◆ **Exercise**
Output every line of the entries below as a JSON array of strings, one string per line, with blank lines omitted.

◆ **Exercise data**

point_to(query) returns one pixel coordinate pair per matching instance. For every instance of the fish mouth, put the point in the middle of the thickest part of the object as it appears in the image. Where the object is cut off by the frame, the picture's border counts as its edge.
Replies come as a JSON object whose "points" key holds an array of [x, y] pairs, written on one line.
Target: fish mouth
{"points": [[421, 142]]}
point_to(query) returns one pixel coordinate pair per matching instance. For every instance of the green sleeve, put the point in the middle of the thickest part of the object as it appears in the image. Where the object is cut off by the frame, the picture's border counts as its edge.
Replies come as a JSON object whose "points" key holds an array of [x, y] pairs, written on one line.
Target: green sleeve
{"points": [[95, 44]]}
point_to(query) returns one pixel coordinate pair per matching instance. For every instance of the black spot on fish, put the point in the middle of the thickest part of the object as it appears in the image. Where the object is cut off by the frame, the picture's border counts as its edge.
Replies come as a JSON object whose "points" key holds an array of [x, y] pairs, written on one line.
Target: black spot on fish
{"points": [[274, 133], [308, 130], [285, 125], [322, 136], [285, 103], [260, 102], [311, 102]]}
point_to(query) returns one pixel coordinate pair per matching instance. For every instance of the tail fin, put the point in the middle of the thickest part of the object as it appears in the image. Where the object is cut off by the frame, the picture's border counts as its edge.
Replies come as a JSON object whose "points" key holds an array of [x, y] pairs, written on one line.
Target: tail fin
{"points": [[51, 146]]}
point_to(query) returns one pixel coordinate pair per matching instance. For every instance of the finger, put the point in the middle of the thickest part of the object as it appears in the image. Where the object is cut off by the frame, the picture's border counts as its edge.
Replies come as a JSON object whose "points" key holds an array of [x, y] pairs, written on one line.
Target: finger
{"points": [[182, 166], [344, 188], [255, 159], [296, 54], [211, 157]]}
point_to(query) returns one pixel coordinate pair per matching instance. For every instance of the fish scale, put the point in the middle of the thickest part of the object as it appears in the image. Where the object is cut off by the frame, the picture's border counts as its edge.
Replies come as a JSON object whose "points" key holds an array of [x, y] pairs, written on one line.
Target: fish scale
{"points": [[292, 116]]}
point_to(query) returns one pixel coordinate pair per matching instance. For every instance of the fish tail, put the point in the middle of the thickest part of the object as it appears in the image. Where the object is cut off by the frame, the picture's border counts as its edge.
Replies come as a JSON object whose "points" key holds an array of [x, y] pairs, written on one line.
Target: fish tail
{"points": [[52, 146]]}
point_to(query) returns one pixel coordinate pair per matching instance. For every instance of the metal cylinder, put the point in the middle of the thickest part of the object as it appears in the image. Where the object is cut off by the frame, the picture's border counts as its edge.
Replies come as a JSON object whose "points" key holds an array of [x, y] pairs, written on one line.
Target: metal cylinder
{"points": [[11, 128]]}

◆ **Expected answer**
[
  "point_to(query) returns one pixel coordinate pair per matching instance. For every instance of the fish mouth, put the point in the middle of the thickest part of the object as it appears in the image. Where the object is cut off by the frame, the picture's border counts as its edge.",
  "Replies come as a JSON object whose \"points\" key holds an array of [x, y] pairs, written on one line.",
  "Target: fish mouth",
  "{\"points\": [[421, 142]]}",
  "point_to(query) returns one pixel coordinate pair per matching instance. For every instance of the green sleeve, put the point in the middle of the thickest part of the object as it appears in the image. Where the object is cut off by the frame, the picture's border counts as its edge.",
  "Replies come as a JSON object whose \"points\" key holds an array of [x, y] pairs, written on one line.",
  "Target: green sleeve",
  "{\"points\": [[95, 44]]}",
  "point_to(query) returns one pixel coordinate pair per matching instance. For every instance of the black spot on fish, put the point in the middle of the thickest part of the object as it appears in the image. Where the object is cut off by the frame, the picture's border counts as its edge.",
  "Replies come as a JSON object whose \"points\" key holds an array of [x, y] pairs, written on one line.",
  "Target: black spot on fish",
  "{\"points\": [[274, 133], [308, 130], [285, 125], [322, 136], [285, 103], [260, 102], [311, 102]]}",
  "point_to(query) returns one pixel coordinate pair per matching instance. For every instance of the tail fin, put the point in the middle of the thickest part of the object as it appears in the image. Where the object is cut off by the frame, the picture's border counts as its edge.",
  "Replies come as a JSON object whose \"points\" key holds an array of [x, y] pairs, written on one line.",
  "Target: tail fin",
  "{\"points\": [[51, 146]]}",
  "point_to(query) returns one pixel coordinate pair per matching instance. For every instance of the finger, put the point in the middle of the thickest part of the object as it appears in the image. Where the object is cut off by the frame, the picture's border counts as its edge.",
  "Replies come as a JSON object whose \"points\" key holds an array of [x, y] pairs, written on one line.",
  "Target: finger",
  "{\"points\": [[182, 166], [344, 188], [255, 159], [296, 54], [211, 157]]}",
  "point_to(query) returns one pixel coordinate pair per matching instance. For every instance of the fish scale, put the point in the middle of the thickest part of the object as it appears in the image. Where the object is cut off by the frame, the picture's border counts as its edge.",
  "Replies come as a JSON object whose \"points\" key holds an array of [x, y] pairs, written on one line.",
  "Target: fish scale",
  "{\"points\": [[292, 116]]}",
  "point_to(query) returns one pixel coordinate pair per matching instance. For every instance of the fish tail, put the point in the middle of the thickest part of the object as it appears in the image. Where the object is cut off by the frame, the picture's border counts as its edge.",
  "Replies come as a JSON object whose \"points\" key holds an array of [x, y] pairs, written on one line.",
  "Target: fish tail",
  "{\"points\": [[52, 146]]}",
  "point_to(query) returns one pixel coordinate pair per matching instance. For every instance of the metal cylinder, put the point in the middle of the thickest part of the object as it appears in the image. Where the object is cut off by the frame, the picture's border counts as its edge.",
  "Replies come as a JSON object whose \"points\" key holds an array of [x, y] pairs, written on one line.",
  "Target: metal cylinder",
  "{\"points\": [[11, 128]]}"
]